AIM: Each line below should be reproduced without any alteration.

Named-object pointing records:
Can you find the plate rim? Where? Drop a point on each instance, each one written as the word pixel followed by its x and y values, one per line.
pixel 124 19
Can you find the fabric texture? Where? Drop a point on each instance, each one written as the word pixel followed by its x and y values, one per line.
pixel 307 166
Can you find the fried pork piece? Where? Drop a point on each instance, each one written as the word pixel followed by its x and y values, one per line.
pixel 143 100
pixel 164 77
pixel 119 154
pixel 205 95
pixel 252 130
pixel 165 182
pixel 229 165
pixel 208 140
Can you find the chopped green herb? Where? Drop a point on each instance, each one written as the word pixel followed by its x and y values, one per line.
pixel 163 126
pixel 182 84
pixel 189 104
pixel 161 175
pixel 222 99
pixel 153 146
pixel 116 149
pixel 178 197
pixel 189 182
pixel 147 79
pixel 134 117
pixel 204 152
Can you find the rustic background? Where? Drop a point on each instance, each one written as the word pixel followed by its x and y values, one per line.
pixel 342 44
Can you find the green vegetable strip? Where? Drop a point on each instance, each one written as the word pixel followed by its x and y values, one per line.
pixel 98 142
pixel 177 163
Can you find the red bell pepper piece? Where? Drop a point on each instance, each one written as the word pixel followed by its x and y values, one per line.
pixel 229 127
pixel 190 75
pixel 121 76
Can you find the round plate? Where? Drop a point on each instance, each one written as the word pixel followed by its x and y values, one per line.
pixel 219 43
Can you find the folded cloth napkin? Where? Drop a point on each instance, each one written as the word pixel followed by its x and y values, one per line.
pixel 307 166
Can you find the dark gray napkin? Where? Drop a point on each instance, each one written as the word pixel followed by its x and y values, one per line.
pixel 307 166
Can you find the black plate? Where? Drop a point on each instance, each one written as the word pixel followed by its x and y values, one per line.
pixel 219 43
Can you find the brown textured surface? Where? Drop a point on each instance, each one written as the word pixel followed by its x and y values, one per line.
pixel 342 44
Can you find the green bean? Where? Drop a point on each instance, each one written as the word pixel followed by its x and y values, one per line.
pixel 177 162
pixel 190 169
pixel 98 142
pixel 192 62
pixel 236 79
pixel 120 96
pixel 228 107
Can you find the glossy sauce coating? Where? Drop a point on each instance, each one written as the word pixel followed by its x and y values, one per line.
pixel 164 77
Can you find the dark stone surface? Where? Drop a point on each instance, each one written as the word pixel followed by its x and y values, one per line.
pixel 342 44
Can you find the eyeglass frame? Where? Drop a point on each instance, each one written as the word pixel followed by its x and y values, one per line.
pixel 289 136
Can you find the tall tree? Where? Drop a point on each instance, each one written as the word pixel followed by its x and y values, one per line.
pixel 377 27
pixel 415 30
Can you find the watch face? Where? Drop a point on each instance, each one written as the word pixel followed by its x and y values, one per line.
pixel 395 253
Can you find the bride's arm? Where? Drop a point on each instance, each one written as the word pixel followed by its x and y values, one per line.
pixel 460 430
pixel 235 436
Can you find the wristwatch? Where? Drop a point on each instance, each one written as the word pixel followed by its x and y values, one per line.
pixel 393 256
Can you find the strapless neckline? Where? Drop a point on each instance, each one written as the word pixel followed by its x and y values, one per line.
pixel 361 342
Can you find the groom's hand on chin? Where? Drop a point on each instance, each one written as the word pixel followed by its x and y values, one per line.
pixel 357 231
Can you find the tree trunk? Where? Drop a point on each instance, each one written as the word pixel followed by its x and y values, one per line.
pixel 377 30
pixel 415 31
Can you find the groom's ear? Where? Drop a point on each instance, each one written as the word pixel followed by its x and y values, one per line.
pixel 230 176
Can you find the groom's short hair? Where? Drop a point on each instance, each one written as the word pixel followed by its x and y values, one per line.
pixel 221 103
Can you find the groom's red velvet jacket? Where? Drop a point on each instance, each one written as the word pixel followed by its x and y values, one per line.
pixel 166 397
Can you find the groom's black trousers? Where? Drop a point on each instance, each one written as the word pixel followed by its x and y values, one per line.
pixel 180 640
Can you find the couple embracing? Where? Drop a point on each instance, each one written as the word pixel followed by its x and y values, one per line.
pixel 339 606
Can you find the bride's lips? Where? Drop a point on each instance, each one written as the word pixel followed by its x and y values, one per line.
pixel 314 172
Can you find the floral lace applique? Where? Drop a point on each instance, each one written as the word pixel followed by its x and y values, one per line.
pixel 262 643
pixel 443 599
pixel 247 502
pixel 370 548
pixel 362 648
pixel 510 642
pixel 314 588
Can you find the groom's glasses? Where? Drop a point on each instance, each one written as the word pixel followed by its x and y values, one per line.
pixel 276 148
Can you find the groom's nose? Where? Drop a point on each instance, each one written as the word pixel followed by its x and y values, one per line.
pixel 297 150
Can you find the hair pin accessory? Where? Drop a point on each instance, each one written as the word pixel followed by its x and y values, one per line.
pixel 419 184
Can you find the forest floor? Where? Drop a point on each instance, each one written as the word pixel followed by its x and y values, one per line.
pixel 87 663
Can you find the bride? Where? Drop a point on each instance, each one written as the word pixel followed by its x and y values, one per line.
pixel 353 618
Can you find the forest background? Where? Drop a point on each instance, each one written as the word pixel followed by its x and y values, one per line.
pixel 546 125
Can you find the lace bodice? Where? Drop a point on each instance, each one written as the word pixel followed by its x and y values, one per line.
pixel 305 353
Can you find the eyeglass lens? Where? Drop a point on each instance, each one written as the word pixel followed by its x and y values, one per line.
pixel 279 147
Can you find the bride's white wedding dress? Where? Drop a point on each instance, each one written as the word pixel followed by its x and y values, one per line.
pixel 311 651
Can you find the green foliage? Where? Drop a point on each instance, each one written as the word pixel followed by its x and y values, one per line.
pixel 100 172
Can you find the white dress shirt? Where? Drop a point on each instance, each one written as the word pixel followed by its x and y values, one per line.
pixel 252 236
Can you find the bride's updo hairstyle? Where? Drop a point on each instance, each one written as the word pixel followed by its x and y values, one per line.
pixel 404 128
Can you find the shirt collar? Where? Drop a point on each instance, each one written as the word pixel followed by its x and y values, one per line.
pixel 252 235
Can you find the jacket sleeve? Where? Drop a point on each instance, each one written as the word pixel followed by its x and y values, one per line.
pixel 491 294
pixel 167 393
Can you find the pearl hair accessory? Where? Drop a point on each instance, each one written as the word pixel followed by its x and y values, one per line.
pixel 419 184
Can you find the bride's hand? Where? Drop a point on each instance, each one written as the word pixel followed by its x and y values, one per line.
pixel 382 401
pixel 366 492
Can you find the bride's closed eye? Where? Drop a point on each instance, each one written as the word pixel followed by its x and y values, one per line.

ANSWER:
Can you find the plate rim? Where? Drop a point on each instance, each one written as the word pixel followed by its x and y values, one per line.
pixel 124 19
Can you find the fabric texture? Where? Drop a point on each instance, each one written as the word pixel followed by its x and y values, one per line.
pixel 307 166
Can you find the fried pork piece? Where? Drop a point on each instance, each one written as the word pixel followed by its x and y values, one per line.
pixel 143 100
pixel 164 77
pixel 119 154
pixel 205 95
pixel 252 130
pixel 165 182
pixel 229 165
pixel 208 140
Can you find the chopped green herb? Where? Drop a point on each instance, each one written as the word pixel followed by its x and y values, one per line.
pixel 163 126
pixel 182 84
pixel 189 104
pixel 161 175
pixel 222 99
pixel 153 146
pixel 116 149
pixel 178 197
pixel 189 182
pixel 147 79
pixel 134 117
pixel 204 152
Can you find the rustic background? Where? Drop a point on each instance, each one written as the word pixel followed by its x and y values, one per line.
pixel 342 44
Can you find the green vegetable strip? Where? Drop a point on each instance, each one written as the word pixel followed by its x and y values, one per line.
pixel 98 142
pixel 177 163
Can you find the red bell pepper piece? Where? Drop a point on each instance, each one written as the word pixel followed by its x and y values, one per line.
pixel 229 127
pixel 190 75
pixel 121 76
Can you find the round plate? Where? Drop a point on each instance, each one written as the word pixel followed by its x and y values, one per line.
pixel 219 43
Can you find the folded cloth napkin? Where? Drop a point on each instance, each one written as the word pixel followed by its x and y values, one per line.
pixel 307 166
Can you find the dark gray napkin? Where? Drop a point on each instance, each one written as the word pixel followed by its x and y values, one per line.
pixel 307 166
Can you find the black plate? Where? Drop a point on each instance, each one written as the word pixel followed by its x and y values, one per line.
pixel 219 43
Can you find the brown textured surface? Where? Drop a point on each instance, each one written as the word pixel followed by its x and y values, one per line.
pixel 342 44
Can you find the green bean? Where? Drop a point on each instance, each one written as the word pixel followed by its x and y values, one per line.
pixel 177 162
pixel 190 169
pixel 98 142
pixel 192 62
pixel 236 79
pixel 120 96
pixel 228 107
Can you find the glossy sauce coating? Where? Drop a point on each instance, each one written as the word pixel followed by its x and y values, one per line.
pixel 164 77
Can you find the dark stone surface? Where? Drop a point on each instance, each one written as the word pixel followed by its x and y values, one per line.
pixel 342 44
Can you find the eyeglass frame? Where? Drop a point on each instance, each one written as the word pixel followed by its x and y values, one per line.
pixel 289 136
Can you find the tall tree? Where? Drop a point on each instance, each one written as the word pixel followed by its x and y values, one per line.
pixel 377 27
pixel 415 30
Can you find the watch face? Where? Drop a point on each instance, each one written as the word pixel followed by its x and y values, one per line.
pixel 395 253
Can you find the bride's arm? Where? Drop a point on each instance, each one written as the word pixel followed by its x and y values, one per line.
pixel 460 430
pixel 235 436
Can you find the wristwatch? Where? Drop a point on each instance, each one written as the word pixel followed by its x and y values, one per line.
pixel 393 256
Can you find the strapless neckline? Where? Drop a point on each instance, each one written as the word pixel followed by its x and y values, one per line.
pixel 361 342
Can you find the groom's hand on chin? Where? Drop a point on each instance, each one written as the word pixel followed by its x and y values, one per line.
pixel 357 231
Can you find the tree trunk? Where? Drop a point on each instance, each one written as the word pixel followed by its x and y values, one per line.
pixel 377 30
pixel 415 31
Can you find the groom's ear? Where? Drop a point on each instance, each one written as the word pixel followed by its x and y values, one per line.
pixel 230 176
Can you find the groom's short hair? Where? Drop a point on each instance, each one written as the word pixel followed by its x and y values, one per line.
pixel 221 103
Can you find the groom's red velvet jacket? Where? Drop a point on each instance, each one written as the word pixel followed by its x and y values, one per line.
pixel 166 397
Can you find the groom's black trousers? Where? Drop a point on each instance, each one written as the word pixel followed by its x and y values, one per line.
pixel 180 640
Can you find the couple embracing? Where? Drop a point on each instance, each one written as the word pixel followed by its x and y values, one per line.
pixel 339 606
Can you find the bride's lips? Where? Drop a point on each instance, each one written as the word pixel followed by its x and y values, one per line.
pixel 314 172
Can you find the floral lace applique? Where? Drop a point on each instance, each one written as the word pixel followed by its x and y values, one per line.
pixel 262 643
pixel 443 599
pixel 247 502
pixel 370 548
pixel 362 648
pixel 510 642
pixel 314 588
Can you find the groom's glasses? Where? Drop a point on each instance, each one written as the word pixel followed by its x and y values, one per line.
pixel 276 148
Can you find the groom's nose? Where? Drop a point on each instance, each one written as the word pixel followed by its x and y values, one per line.
pixel 297 150
Can you find the hair pin accessory? Where? Drop a point on each instance, each one written as the word pixel followed by its x and y values, one per line.
pixel 419 184
Can you find the forest floor? Where? Drop a point on each instance, each one written as the word pixel followed by its x and y values, one per line.
pixel 87 663
Can you find the bride? Where? Drop a point on each instance, each one written as the word pixel followed by its x and y values, one per line.
pixel 353 618
Can you find the forest background? Where? Drop a point on each instance, each one written as the word pixel followed by its x and y values, one per line.
pixel 546 125
Can you find the lace bodice? Where? Drop a point on each instance, each one written as the word pixel followed by its x and y values, one per line.
pixel 305 353
Can you find the eyeglass lens? Where? Drop a point on each instance, each one written as the word pixel followed by its x and y values, one per line.
pixel 279 147
Can you find the bride's white wedding dress? Where? Drop a point on each instance, each one written as the word pixel followed by its x and y values, one per line.
pixel 311 651
Can you find the green foliage? Where? Drop a point on each instance, each one written as the word pixel followed by its x and y values, one per line.
pixel 100 172
Can you find the white dress shirt? Where? Drop a point on each instance, each one written as the word pixel followed by its x and y values, one per line.
pixel 252 236
Can you find the bride's updo hairstyle? Where? Drop a point on each instance, each one written as the word pixel followed by its x and y values, one per line.
pixel 404 128
Can you find the shirt collar? Where? Drop a point on each instance, each one written as the word pixel followed by its x and y values, one per line.
pixel 252 235
Can you find the jacket sleeve? Where? Drop a point on each instance, each one written as the word pixel followed by its x and y values, one per line.
pixel 491 294
pixel 167 393
Can you find the pearl hair accessory? Where? Drop a point on each instance, each one written as the word pixel followed by its x and y values, one per line.
pixel 419 184
Can you find the bride's hand? Where? Drop a point on each instance, each one written as the word pixel followed by its x and y values, one per line.
pixel 382 401
pixel 366 492
Can you find the bride's closed eye? Where? Drop a point on each instance, each one written as the word pixel followed by its x and y values, one per line.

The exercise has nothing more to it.